GIVEN PROBLEM
Locate each line in the items below that contains the string "grille", and copy every such line in full.

═════ AVAILABLE RECORDS ═════

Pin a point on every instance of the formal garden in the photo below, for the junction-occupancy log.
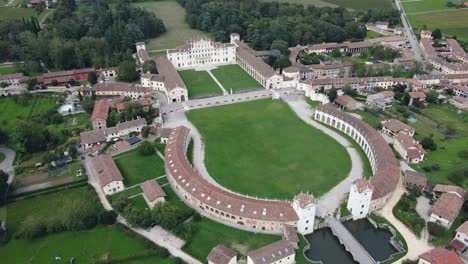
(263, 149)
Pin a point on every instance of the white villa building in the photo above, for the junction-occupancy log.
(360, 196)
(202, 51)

═════
═════ AVAILABLE RECORDS ═════

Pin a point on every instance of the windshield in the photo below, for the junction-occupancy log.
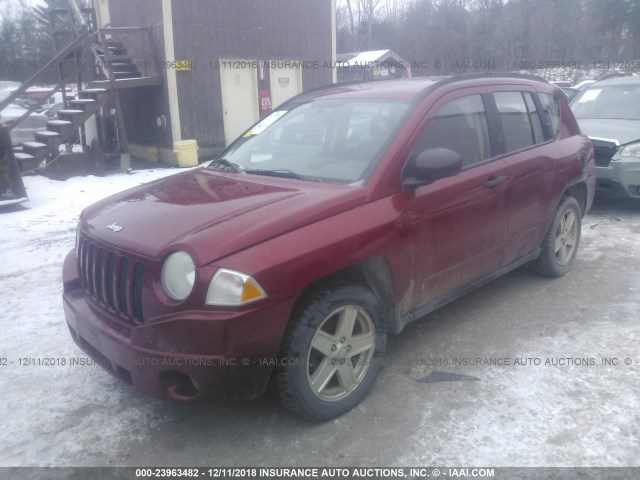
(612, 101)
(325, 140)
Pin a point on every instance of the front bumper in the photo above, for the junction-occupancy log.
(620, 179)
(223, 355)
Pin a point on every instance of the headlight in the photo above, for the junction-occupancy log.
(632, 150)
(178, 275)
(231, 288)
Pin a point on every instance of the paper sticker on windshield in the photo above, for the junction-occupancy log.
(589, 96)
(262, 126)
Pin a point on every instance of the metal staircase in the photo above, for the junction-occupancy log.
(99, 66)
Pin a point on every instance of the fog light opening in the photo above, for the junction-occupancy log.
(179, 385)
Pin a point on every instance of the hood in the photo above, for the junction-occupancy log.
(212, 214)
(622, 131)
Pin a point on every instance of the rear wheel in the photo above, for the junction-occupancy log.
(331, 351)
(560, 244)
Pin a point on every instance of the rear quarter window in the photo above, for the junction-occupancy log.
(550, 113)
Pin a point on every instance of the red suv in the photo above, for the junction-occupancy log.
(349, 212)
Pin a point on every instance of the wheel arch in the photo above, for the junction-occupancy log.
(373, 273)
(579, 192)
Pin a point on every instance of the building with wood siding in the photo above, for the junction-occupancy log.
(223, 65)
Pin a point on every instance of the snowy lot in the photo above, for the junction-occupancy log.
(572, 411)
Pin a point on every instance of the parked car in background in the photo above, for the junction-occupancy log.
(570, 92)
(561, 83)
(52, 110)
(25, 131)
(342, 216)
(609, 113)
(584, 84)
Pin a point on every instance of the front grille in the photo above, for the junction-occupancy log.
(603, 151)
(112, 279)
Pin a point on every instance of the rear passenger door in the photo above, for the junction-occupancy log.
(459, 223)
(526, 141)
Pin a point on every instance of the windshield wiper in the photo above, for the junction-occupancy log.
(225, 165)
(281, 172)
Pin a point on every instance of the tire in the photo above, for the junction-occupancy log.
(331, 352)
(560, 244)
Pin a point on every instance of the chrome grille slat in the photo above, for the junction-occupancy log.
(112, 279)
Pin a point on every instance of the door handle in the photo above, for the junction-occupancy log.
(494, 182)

═════

OUTPUT OF THE TASK
Pin a point on every instance of the front grille in the photo above, for the junction-occupancy log.
Pin a point on every instance of the chrome grille slat in the photo above, for the junction-occupancy log.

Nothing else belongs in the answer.